- **WRITTEN REQUEST A**:
Decide whether each statement below agrees with the passage about Katie Rose's detox, answering yes or no and quoting the words of the passage that settle it: (i) She left detox a day earlier than scheduled. (ii) She used drugs at Shake! a few days before returning to The Rogue. (iii) The day before detox, a newsboy cap covered her hair.
- **WRITTEN REQUEST B**:
Extend the passage about Katie Rose's detox, picking up after its final sentence.

The day before she enters detox, she sits on a barstool at The Rogue chain-smoking and drinking vodka, trying to figure out how she got there. Her usually enormous hair is covered in a newsboy cap. She looks drained from a doctor's appointment earlier that day. Her mother is very much on her mind tonight.

"My blood and piss reek of cocaine," she says. "I'm thinking my mom's probably pissed off at me for doing this to myself."

She takes another deep drag and sighs as she thinks about what she has to do tomorrow. At the moment she looks like anything but a "celebrity." She looks partied out and ready to go home.

A week later, she's back at The Rogue, fresh from rehab and in top Katie Rose form. In hot pants and full makeup, she alternately sucks down cigarettes and Bud Lights and announces she has been drug-free for one week. She made it through Shake! a few days before without touching drugs — quite an accomplishment in a scene known for its cocaine use — and says she's been to a few N.A. meetings since she left detox a day ahead of schedule on early release, per the detox center's team of doctors. She's called all her dealers and told them not to call or text message her. She's told her friends not to bring drugs around her.

Pointing and labeling entries:
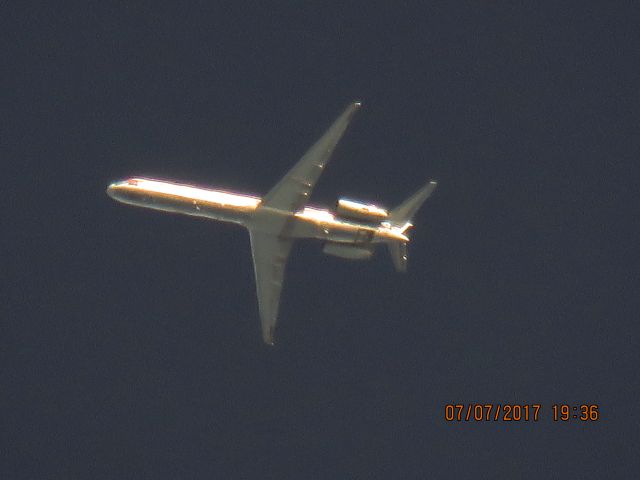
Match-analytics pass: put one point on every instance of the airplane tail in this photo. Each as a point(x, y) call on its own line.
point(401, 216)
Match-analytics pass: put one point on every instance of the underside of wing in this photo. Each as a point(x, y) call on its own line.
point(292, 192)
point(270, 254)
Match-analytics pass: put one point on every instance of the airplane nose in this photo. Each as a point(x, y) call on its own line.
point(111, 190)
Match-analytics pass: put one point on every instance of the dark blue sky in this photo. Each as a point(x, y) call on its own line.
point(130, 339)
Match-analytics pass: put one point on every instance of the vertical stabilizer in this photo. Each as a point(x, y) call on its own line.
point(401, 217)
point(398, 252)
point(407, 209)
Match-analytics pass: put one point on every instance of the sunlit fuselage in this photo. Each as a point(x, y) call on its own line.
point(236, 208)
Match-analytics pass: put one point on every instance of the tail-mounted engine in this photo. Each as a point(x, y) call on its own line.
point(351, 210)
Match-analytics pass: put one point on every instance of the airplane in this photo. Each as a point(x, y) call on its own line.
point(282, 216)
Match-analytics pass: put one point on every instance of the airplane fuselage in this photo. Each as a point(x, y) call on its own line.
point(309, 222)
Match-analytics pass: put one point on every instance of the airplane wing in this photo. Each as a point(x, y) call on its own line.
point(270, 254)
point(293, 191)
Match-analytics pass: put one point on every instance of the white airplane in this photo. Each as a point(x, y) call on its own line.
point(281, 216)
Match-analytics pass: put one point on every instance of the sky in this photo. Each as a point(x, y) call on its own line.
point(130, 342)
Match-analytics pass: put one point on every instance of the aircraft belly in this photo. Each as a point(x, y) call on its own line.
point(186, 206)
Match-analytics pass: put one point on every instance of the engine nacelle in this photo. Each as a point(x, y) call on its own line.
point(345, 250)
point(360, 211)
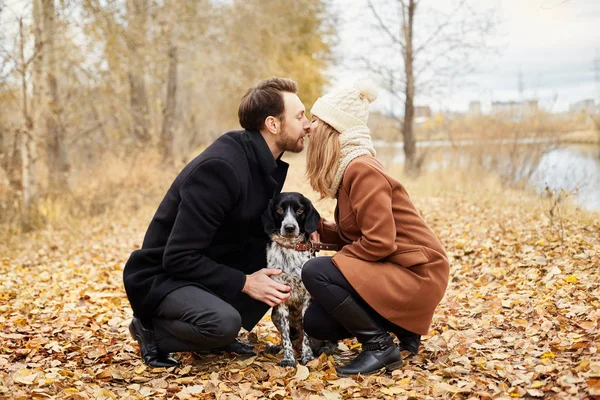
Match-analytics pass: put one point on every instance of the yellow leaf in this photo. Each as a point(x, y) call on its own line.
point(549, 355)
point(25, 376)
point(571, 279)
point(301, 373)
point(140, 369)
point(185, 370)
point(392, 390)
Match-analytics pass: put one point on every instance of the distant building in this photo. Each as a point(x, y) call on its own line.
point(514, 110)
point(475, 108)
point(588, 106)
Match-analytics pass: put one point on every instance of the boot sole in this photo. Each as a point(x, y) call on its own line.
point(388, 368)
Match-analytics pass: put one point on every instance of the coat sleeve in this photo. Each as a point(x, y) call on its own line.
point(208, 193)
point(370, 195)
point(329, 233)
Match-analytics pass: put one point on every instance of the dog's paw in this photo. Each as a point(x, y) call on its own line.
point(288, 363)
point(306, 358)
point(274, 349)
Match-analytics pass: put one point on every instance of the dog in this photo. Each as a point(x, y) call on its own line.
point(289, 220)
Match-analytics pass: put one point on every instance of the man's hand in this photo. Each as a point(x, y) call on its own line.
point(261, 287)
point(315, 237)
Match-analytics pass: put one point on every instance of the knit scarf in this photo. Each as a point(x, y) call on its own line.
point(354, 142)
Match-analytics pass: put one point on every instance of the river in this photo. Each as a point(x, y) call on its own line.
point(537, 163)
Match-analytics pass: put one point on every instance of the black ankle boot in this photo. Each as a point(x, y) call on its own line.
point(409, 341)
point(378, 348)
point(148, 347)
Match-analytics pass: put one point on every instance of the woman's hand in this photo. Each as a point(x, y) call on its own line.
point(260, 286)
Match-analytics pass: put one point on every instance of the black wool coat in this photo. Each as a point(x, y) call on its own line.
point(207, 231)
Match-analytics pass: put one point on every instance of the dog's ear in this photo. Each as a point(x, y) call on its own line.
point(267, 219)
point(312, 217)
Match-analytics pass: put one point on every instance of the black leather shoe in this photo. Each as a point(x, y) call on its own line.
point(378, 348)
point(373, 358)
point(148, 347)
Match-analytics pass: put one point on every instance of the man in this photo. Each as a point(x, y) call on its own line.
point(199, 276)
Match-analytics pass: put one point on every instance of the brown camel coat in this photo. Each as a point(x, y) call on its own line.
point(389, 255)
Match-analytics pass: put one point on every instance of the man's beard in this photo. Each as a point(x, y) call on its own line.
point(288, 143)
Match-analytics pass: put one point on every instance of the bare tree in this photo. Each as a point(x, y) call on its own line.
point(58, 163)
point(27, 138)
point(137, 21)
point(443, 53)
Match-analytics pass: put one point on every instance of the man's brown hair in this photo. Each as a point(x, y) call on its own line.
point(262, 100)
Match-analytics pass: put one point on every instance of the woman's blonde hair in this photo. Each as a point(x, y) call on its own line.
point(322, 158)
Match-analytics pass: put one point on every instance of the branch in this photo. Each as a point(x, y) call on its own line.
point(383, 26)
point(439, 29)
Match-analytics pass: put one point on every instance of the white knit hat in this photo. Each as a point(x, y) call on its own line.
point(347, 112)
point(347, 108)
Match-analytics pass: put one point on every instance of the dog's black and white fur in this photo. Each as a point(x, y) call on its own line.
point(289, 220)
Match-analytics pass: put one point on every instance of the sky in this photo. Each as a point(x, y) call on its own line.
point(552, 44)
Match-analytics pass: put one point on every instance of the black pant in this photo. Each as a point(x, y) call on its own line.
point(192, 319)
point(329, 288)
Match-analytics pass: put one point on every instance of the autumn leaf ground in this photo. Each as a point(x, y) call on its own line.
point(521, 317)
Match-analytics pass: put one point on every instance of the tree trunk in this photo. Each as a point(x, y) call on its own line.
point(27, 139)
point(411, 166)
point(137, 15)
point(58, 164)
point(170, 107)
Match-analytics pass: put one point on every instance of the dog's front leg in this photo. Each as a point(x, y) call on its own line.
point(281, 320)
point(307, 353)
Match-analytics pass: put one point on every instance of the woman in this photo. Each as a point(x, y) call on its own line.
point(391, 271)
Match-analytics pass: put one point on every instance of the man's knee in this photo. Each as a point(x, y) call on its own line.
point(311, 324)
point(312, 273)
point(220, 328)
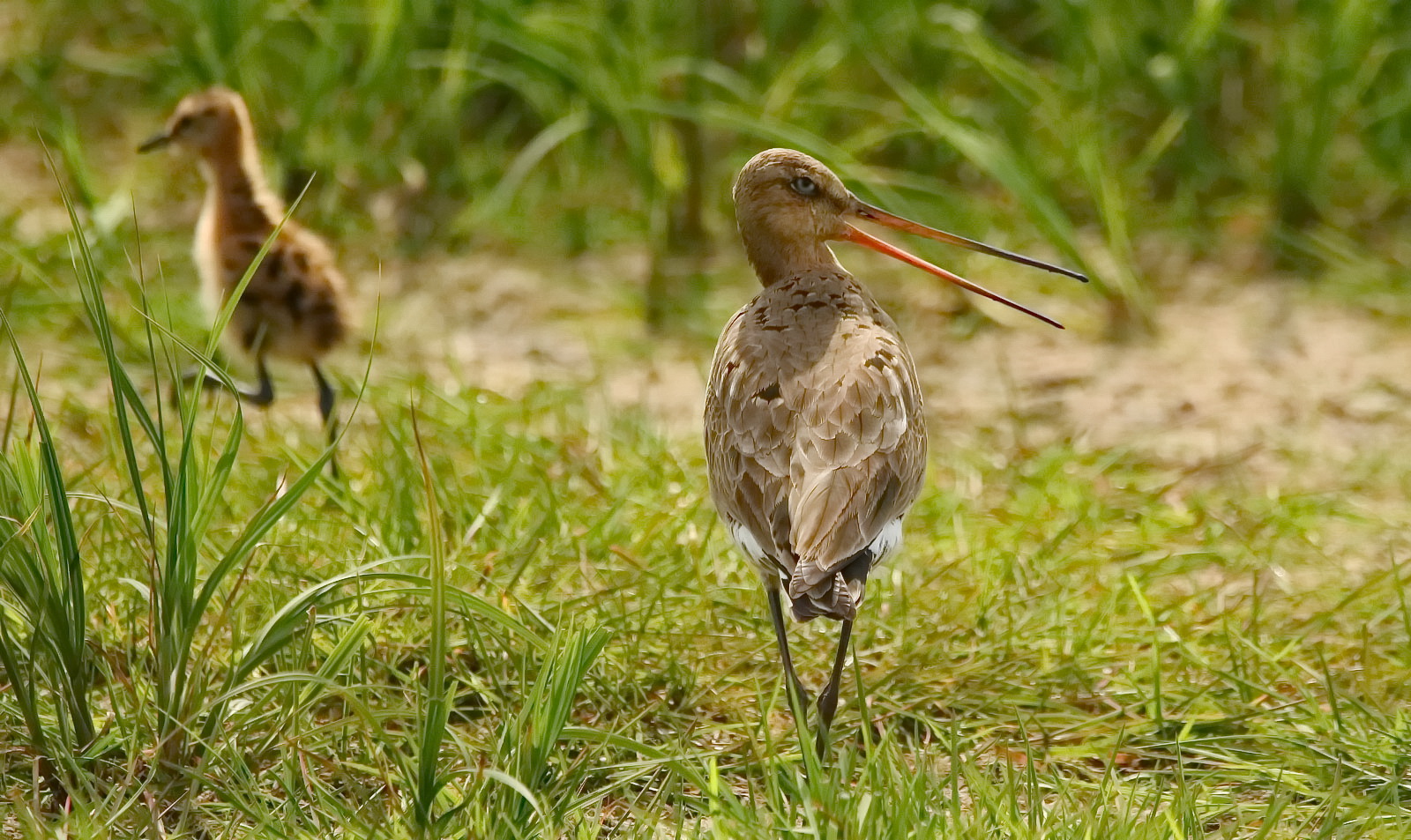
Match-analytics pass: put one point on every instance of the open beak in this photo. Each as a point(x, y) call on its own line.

- **FINAL ANSWER A**:
(i) Yes: "she left detox a day ahead of schedule on early release"
(ii) No: "She made it through Shake! a few days before without touching drugs"
(iii) Yes: "Her usually enormous hair is covered in a newsboy cap."

- **FINAL ANSWER B**:
"I was worried about coming home and having people say, 'What, she doesn't party anymore?' but they respected it," she says. "My huge debate was should I be sober and use nothing, like no alcohol. But I decided as long as I stay on track and keep going to the N.A. meetings, I would be okay. I'm scared to go too extreme because I'm afraid of snapping."

A stint in rehab is a given for most party girls — hell, everyone in Hollywood has been addicted to cocaine at least once — but Katie seems sincere in her commitment to kicking the drug.

Though kicking the habit has been made glamorous lately by Kate Moss' recent stint at The Meadows, a high-end rehab facility in Wickenburg, Katie describes her experience at a downtown Phoenix detox center as anything but.

During the first 23 hours, she says, she spent her time avoiding tweakers in a large room called the crisis center. Men and women are mixed together in this Army-dormitory-style room, where their vitals are checked once an hour and most go through the worst withdrawals in a very public forum before being admitted to the actual detox center the next day.

"I will not use again," Katie says. "When I was in there and heard other people's horror stories, I realized two things: One, I wasn't as bad as I thought, and two, I'm glad I caught this when I did. The first 23 hours just reeked of misery and failure."

Even if it was a miserable four days for her — no boyfriend, no parties, just her, her journal and her sobriety — Katie keeps her sense of humor about rehab.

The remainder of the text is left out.